▶ [EXCERPT PROVIDED]:

= Timothy John Byford =

English-Serbian actor and director (1941–2014)

Timothy John Byford (Тимоти Џон Бајфорд/Timoti Džon Bajford; 25 July 1941 – 5 May 2014) was an author, film director, translator, and educator.

Byford was born in England, but spent most of his life in Belgrade. He became a naturalized citizen of Serbia in 2004. He directed children's television programmes, first in the UK for the BBC, and later in Yugoslavia, for TV Belgrade and TV Sarajevo. His children's TV series enjoyed great success in former Yugoslavia, and continue to be popular.

==Biography==
Born in Salisbury, Wiltshire, Byford started his TV career directing films for the BBC Blue Peter programme. His first TV documentary "I Want to Be a Showjumper" won a BAFTA Harlequin "Rediffusion Star Award" (for Children's Programmes) in 1970.

In 1971 he moved to Yugoslavia, where he married and continued to write and direct children's television programmes during the 1970s and 1980s. He is best known for his children's TV series: Neven ('Marigold'), Babino unuče ('Granny's Boy') and Poletarac ('Fledgling'), all for TV Belgrade, as well as Nedeljni zabavnik ('Sunday Magazine'), 'Musical Notebook' and Tragom ptice Dodo ('On the Trail of the Dodo'), all for TV Sarajevo. 'Fledgling' won a Grand Prix at the Prix Jeunesse International Festival in Munich in 1980.

He spent his last fifteen years teaching English, writing and translating. In 2006, after 40 years of working with children, he joined the Children's Cultural Centre Belgrade, where he wrote and directed programmes, taught English and translated. He has written and published a self-portrait trilogy, "Pigs Do Not Eat Banana Skins", completed a collection of seven short stories under the title "The Golden Candlestick", and completed his official autobiography, "Warts and All".

Region pointing lines:
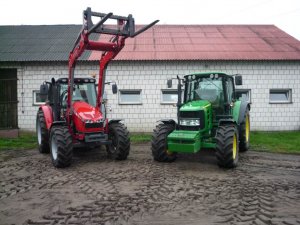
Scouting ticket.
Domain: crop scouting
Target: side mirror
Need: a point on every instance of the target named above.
(238, 80)
(114, 88)
(43, 92)
(169, 83)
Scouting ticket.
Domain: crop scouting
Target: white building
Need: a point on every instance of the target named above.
(267, 57)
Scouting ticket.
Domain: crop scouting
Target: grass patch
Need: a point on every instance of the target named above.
(138, 138)
(26, 140)
(280, 142)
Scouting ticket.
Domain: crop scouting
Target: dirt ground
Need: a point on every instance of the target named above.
(264, 189)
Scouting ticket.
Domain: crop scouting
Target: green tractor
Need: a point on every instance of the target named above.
(209, 116)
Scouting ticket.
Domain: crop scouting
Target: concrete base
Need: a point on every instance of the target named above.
(10, 133)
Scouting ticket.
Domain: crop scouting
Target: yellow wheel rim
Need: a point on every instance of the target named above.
(247, 127)
(168, 152)
(234, 146)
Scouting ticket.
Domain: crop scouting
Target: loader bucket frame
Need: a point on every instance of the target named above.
(124, 28)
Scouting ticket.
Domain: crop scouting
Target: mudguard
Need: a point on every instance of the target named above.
(47, 110)
(167, 121)
(243, 107)
(114, 121)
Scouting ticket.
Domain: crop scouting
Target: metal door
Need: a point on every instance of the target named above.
(8, 99)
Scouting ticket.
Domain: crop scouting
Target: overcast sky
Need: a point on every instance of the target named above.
(285, 14)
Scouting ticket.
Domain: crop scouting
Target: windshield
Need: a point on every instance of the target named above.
(209, 89)
(82, 92)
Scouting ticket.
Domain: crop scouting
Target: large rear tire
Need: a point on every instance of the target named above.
(227, 146)
(42, 133)
(159, 144)
(61, 146)
(120, 147)
(245, 133)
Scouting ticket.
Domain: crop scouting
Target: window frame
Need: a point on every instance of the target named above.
(244, 90)
(168, 102)
(128, 102)
(34, 102)
(281, 90)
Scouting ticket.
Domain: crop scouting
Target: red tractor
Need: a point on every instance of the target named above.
(74, 113)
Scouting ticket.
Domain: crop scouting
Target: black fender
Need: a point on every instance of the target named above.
(226, 121)
(114, 121)
(167, 121)
(243, 109)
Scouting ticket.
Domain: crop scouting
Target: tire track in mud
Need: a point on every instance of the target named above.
(141, 191)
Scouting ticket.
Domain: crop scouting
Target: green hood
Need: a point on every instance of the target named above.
(195, 105)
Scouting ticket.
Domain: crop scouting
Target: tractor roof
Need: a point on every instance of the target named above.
(77, 80)
(206, 74)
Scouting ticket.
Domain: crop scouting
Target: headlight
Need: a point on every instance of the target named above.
(189, 122)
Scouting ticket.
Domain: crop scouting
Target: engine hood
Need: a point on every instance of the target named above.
(195, 105)
(86, 112)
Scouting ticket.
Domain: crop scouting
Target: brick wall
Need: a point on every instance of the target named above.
(151, 78)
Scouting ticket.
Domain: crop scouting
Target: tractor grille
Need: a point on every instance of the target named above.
(193, 115)
(94, 125)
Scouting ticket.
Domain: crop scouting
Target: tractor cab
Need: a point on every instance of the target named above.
(217, 89)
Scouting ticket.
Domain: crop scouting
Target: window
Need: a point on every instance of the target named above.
(243, 94)
(169, 96)
(130, 97)
(37, 98)
(280, 96)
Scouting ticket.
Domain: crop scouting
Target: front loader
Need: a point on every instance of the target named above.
(209, 116)
(74, 114)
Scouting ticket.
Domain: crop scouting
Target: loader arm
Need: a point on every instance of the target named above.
(124, 28)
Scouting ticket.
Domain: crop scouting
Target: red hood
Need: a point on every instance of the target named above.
(86, 112)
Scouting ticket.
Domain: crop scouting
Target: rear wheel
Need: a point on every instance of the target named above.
(159, 144)
(42, 133)
(120, 146)
(61, 146)
(245, 132)
(227, 147)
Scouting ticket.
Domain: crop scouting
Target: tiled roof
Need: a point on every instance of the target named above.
(38, 43)
(162, 42)
(211, 42)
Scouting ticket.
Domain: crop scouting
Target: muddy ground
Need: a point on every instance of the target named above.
(264, 189)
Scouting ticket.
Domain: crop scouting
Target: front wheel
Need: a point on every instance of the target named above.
(159, 144)
(42, 133)
(61, 146)
(227, 146)
(120, 146)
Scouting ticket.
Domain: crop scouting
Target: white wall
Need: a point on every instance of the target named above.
(151, 78)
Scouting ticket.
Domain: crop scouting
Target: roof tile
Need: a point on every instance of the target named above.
(161, 42)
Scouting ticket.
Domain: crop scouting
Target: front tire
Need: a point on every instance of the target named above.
(120, 147)
(159, 144)
(61, 146)
(245, 133)
(42, 133)
(227, 146)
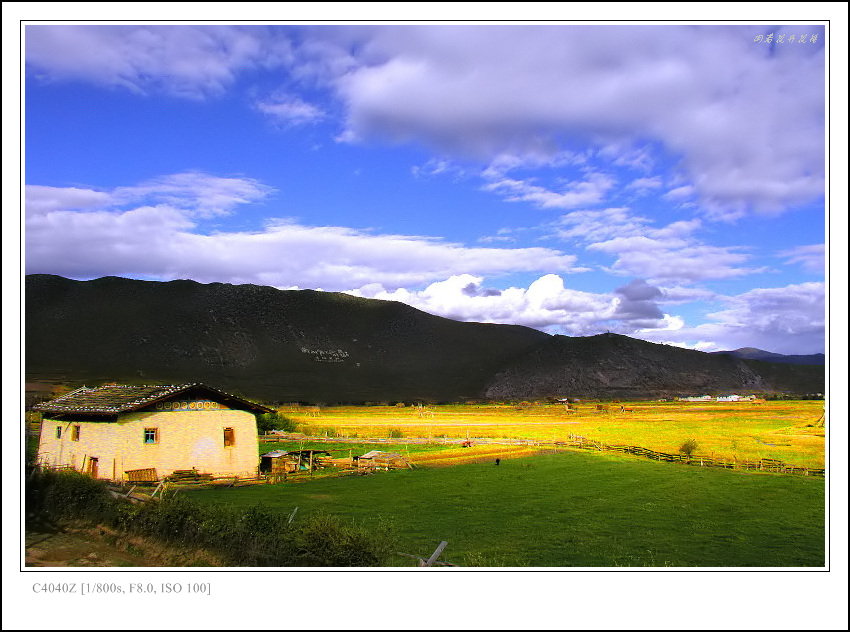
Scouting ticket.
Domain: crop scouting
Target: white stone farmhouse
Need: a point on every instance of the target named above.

▶ [PROBLEM]: Pick up the biography of Timothy John Byford after its last sentence and write what follows. The lines above play no part in what comes next.

▶ [ANSWER TO THE PROBLEM]:
His name is also associated with a park in the southern suburbs of Belgrade, Banjica Forest, as during the late 1980s he campaigned for it to have special protection because of the large number of nightingales and other species of birds that nest in it. The wood is now an officially protected natural habitat and has its name changed officially to Byford's Forest in 2015.

On 1 April 2010, Byford celebrated the 50th year of his artistic career with the opening of his photograph exhibition, Joy in 100 Pictures, consisting of photographs he took at the 'Joy of Europe' festivals in 2008 and 2009. The same year, he appeared on screen as a cricket umpire in a television advert for Mivela water during the 2010 FIFA World Cup. The ad featured players from the Serbia national cricket team and Serbian footballer Radosav Petrović.

==Pension issue==
Byford moved to Belgrade, Serbia, former Yugoslavia in 1971 and as a foreigner he was not allowed to participate in the state's pension fund system. Since his wife was from former Yugoslavia (now Serbia), he should inherit the citizenship right after a certain number of years spent in marriage. He received Serbian citizenship only at the age of 65 after intervention of Serbia's then president Boris Tadić. It was too late to become a pension fund participant, since he would be at the age of 80 before he gains the right for a minimal pension.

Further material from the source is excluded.